TUGAS ANDA:
a: Menurut tulisan tentang bahasa Jawa di Jepara, berapa persen kesamaan kosakata yang membuat dua bahasa disebut dialek dari satu bahasa?
b: Teruskan tulisan tentang bahasa Jawa di Jepara mulai setelah kalimat terakhirnya.

KUTIPAN DOKUMEN:
Sebagaimana penelitian yang dilakukan tim Balai Bahasa Yogyakarta diketuai Suwaji (1978) tentang Struktur Dialek Bahasa Jawa di Pesisir Utara Bagian Timur, bahasa di Kabupaten Jepara digolongkan sebagai Bahasa Jawa Dialek Jepara-Rembang atau Dialek Muria. Namun demikian ada penelitian lain yang mengatakan bahasa Jawa di Kabupaten Jepara adalah hanya variasi dialektal saja belum menjadi sebuah dialek tersendiri karena kesamaan kosakatanya dengan bahasa Jawa Baku mencapai lebih dari 60 %.
Menurut pakar dialektologi, dua bahasa sebagai bahasa berbeda, dialek atau variasi bisa dilihat dari jumlah persentase kesamaan kosakatanya (dialektrometri). Apabila persamaanya hanya mencapai 20 % atau kurang maka itu bisa dikatakan sebagai bahasa yang berbeda, tapi apabila dapat mencapai 40% sampai 60 % disebut dialek dari satu bahasa, dan apabila kesamaannya mencapai 70-90 % itu jelas hanya variasi. Tapi apabila diteliti lebih mendalam bahasa Jawa di Jepara (BJJ) memiliki banyak keunikan dibandingkan dengan bahasa Jawa Baku.
Penyebaran bahasa Jawa di Kabupaten Jepara Merata di seluruh wilayah. Keadaan bahasanya antar di desa satu dengan yang lain tidak terlalu mencolok perbedaanya. Perbedaanya yang muncul hanya pada tataran kosakata tertentu saja. Kosakatanya pun bedanya hanya pada kosakata Ngoko. Sedangkan kosakata Krama hampir semua sama dengan bahasa Jawa Baku.
Kata ‘klapa’ dalam bahasa Jawa Jepara termasuk ragam Ngoko, sedangkan kata ‘klapa’ dalam bahasa Jawa Baku merupakan ragam Krama. Begitu juga, kata ‘krambil’ dalam bahasa Jawa Jepara (BJJ) tergolong ragam Krama, sedangkan dalam BJB adalah Ngoko. Kata jualan di BJJ dikatakan ‘mrema’ yang berkorespondesi dengan BJB ‘sesadean’. Kata perut di BJJ diungkapkan ‘madharan’ di BJB ‘ padharan’. Kata melempar dalam BJJ ‘ngantem’, sedangkan dalam BJB ‘ nyawat’. Kata buruh dalam BJJ dikatakan ‘buroh’, dalam BJBnya dikatakan ‘buruh’. Kata anak ayam di BJJ disebut ‘piyeq’ dalam BJB ‘ kutoq’. Kata sayap di BJJ dituturkan ‘elar’, di BJB disebut’ suwiwi’.  Di dalam BJJ juga dijumpai adanya pemakaian partikel ‘ lah’ dan ‘tah’. Partikel sebetulnya digunakan untuk penguat sebuah tuturan. Contohnya, ‘Pak, barang iku takjupuké lah’ (Pak, barang itu saya akan ambil). ‘Barang ini takpéké lah’ (barang ini akan kumiliki).  ‘iki kepriyé tah thik ngéné? (bagaimana ini dapat begini?).  ‘Apé lunga ring endi tah?’ ( hendak pergi ke mana?).

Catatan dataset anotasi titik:
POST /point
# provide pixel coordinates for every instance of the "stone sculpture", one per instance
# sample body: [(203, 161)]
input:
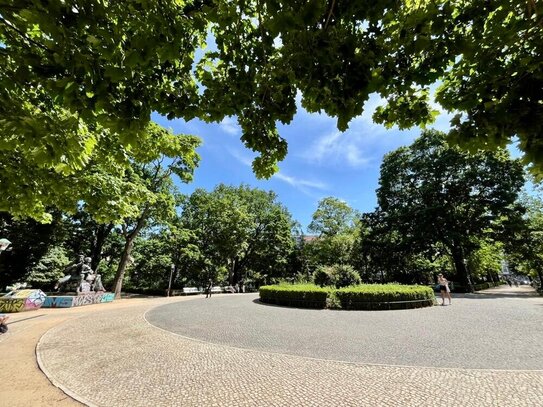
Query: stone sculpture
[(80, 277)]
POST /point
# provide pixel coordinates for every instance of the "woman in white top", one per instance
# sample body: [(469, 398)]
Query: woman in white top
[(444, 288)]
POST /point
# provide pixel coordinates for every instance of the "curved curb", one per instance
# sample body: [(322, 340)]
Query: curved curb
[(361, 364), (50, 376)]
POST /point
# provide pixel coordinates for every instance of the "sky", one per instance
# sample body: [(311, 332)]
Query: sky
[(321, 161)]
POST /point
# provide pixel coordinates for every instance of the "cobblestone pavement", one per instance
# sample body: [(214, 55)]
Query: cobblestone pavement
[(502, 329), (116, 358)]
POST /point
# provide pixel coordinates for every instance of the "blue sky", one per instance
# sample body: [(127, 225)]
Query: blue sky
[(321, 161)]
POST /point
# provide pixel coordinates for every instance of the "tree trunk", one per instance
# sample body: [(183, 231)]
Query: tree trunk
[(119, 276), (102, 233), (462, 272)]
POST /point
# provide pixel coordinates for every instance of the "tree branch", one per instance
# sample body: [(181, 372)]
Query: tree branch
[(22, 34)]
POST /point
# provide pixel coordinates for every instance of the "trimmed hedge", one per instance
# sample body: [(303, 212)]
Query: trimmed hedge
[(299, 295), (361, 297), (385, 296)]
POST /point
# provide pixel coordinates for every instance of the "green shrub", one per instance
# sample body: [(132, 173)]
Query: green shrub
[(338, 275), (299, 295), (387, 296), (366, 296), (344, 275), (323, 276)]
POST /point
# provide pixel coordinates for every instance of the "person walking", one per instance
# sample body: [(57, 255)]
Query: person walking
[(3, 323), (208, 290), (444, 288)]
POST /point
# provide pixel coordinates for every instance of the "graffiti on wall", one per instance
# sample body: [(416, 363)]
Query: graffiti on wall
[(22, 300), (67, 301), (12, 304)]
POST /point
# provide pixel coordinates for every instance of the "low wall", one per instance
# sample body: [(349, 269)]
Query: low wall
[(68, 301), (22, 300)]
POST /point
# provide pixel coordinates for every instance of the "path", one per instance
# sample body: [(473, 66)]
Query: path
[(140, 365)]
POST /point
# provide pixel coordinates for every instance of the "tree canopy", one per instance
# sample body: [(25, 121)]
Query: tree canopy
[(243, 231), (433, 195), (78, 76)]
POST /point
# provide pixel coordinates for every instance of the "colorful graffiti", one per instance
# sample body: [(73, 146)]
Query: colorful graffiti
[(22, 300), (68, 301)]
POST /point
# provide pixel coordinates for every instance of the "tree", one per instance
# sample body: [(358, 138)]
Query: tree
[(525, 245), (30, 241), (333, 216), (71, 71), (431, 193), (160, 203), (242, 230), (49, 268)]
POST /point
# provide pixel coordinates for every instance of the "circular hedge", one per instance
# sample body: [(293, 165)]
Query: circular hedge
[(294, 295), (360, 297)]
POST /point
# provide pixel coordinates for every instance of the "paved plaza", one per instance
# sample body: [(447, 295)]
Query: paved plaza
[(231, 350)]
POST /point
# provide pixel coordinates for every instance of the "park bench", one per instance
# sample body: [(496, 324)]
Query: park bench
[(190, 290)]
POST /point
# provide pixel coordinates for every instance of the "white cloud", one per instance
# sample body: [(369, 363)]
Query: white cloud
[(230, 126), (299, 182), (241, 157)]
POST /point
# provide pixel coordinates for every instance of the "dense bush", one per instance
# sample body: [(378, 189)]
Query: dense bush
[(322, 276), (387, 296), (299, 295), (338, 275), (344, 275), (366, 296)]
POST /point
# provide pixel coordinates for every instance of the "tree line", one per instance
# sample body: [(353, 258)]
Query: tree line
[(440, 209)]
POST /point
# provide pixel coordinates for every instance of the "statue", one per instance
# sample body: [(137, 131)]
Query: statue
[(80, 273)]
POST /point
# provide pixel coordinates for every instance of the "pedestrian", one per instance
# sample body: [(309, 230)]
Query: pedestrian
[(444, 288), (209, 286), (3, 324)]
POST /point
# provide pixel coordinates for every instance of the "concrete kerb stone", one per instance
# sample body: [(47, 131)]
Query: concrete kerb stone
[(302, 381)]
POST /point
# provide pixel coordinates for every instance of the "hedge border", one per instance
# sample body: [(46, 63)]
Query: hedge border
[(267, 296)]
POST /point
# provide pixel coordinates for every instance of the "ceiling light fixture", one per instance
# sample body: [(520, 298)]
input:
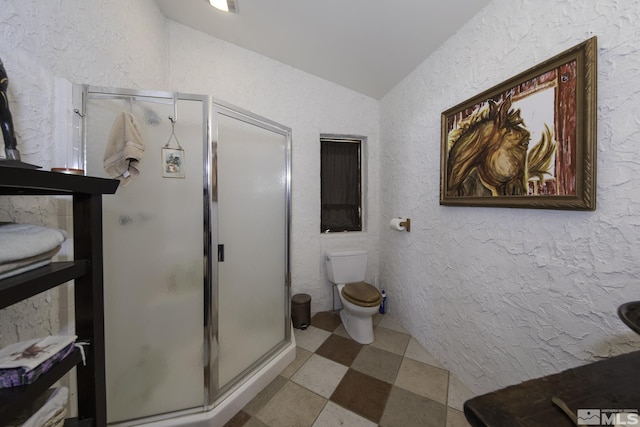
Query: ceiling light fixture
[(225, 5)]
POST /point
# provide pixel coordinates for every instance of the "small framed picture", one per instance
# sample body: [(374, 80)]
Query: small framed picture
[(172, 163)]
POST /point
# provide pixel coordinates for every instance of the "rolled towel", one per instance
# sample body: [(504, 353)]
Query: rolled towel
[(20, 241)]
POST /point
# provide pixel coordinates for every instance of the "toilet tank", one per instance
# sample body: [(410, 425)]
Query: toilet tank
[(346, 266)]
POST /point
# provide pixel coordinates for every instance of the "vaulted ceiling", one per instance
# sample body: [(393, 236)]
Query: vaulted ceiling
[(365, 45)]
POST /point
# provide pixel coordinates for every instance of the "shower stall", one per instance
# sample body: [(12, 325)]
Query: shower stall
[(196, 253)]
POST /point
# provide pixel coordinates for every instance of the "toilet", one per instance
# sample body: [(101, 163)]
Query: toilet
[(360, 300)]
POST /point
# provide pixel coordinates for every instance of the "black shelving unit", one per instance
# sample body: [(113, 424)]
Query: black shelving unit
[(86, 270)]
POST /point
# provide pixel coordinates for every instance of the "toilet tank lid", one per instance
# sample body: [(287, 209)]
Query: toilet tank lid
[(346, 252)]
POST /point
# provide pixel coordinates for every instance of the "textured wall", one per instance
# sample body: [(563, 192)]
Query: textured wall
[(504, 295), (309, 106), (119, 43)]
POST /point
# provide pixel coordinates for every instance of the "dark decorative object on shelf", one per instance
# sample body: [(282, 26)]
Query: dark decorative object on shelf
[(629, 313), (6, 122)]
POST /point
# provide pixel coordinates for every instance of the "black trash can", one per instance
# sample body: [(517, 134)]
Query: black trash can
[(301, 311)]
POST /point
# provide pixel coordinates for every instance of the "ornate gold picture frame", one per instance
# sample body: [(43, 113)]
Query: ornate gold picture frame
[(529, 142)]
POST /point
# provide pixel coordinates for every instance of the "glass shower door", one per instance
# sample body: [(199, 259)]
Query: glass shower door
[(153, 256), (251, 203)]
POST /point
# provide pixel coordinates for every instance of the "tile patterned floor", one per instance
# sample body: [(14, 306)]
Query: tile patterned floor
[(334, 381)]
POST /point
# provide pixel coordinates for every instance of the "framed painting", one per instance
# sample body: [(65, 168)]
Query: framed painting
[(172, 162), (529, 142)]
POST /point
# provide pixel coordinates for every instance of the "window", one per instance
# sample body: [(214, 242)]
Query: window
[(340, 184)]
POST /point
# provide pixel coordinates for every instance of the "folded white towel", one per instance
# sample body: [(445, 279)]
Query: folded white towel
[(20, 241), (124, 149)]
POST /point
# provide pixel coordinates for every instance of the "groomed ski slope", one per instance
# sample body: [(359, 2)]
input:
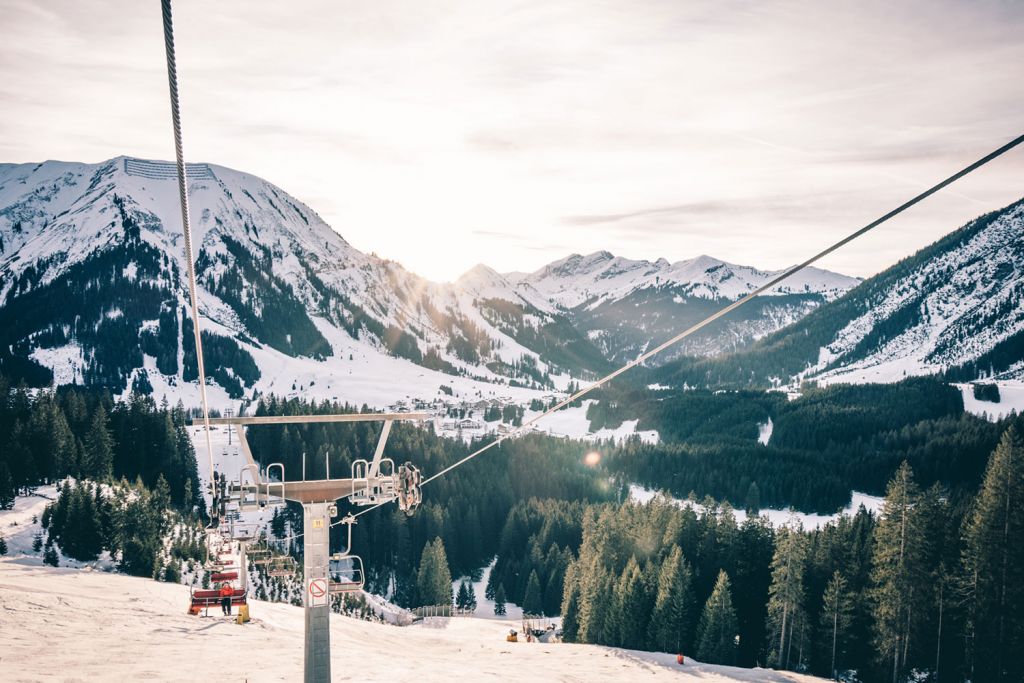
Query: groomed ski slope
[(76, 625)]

JAWABAN:
a: 40% sampai 60%.

b:
Dalam BJJ juga terdapat akhiran –na yang berarti melakukan pekerjaan atau tidakan untuk orang lain yang tersebut pada bentuk dasar. Akhiran –na sepadan dengan akhiran –aké. Contoh, aku lagék ngambaraké adhiku sama artinya dengan aku lagék nggambarna adhiku. Dalam bahasa Jawa baku tidak ada pemakaian akhiran -na seperti BJJ. Dalam BJJ juga dikenal awalan tak- dan dak- sebagai pembentuk kata kerja pasif orang pertama tunggal. Sebagai contoh. Dhuwiké célénganku wis takjupuk/ dhuwiké célénganku wisdak jupuk ‘ uang tabunganku sudah kuambil’. Kemudian ada keunikan awalan lainnya, seperti mbok-, kok-, atau tok-, sebagai pembentuk kata kerja pasif orang kedua. Misalnya, asué sapa sing mbok pentung ika/ asué sapa sing kok penthung ika/asué sapa sing tokpenthung ika? ‘anjing siapa yang kau pukul itu?’.
Disamping keunikan bahasanya, masyarakat Jepara juga dikenal dengan budayanya. Kabupaten Jepara memilliki berbagai peninggalan bersejarah. Pada abad VII di wilayah Jepara berdiri sebuah Kerajaan yang dikenal dengan Kerajaan Kalingga. Ratu Kerajaan Kalingga terkenal dengan kebijaksanaan dan keadilannya. Dialah Ratu Shima (Kardjono, 1980; Dirgo Sabarianto dan tim, 1985). Jepara pada masa pemerintahan Sultan Trenggono, diperintah oleh Pangeran Hadiri dari Mantingan yang beristrikan Ratu Kaliyamat. Pangeran Hadiri tewas ditangan Arya Penangsang Bupati Jipang, dan dimakamkan di Desa Mantingan, sehingga makamnya dikenal dengan ‘Makam Sunan Mantingan’.
Masyarakat Jepara juga memiliki cerita rakyat atau sastra lisan. Cerita lisannya sangat menarik untuk diteliti lebih lanjut guna menguak hubungan antara cerita rakyat dengan kebudayaan masyarakatnya. Dalam cerita rakyat, terdapat simbol-simbol budaya dan mitologi yang sangat mempengaruhi pola pikir dan sikap masyarakat Jepara dalam menjalankan kehidupannya. Di Desa Kecapi terdapat cerita rakyat “Nyai Ratu Simah”, di Desa Mantingan ada cerita sosok “Sunan Mantingan dan Ratu Kaliyamat”. Juga,  ada cerita tentang sesaji laut atau dikenal dengan pesta Lomban yang saat ini telah menjadi agenda rutin wisata oleh Pemda Kabupaten Jepara. Lalu, di Desa Clering ada cerita “Ronggojoyo dan Haji Lember”, dan “Cerita Curug dan Gegunung” di Desa Troso.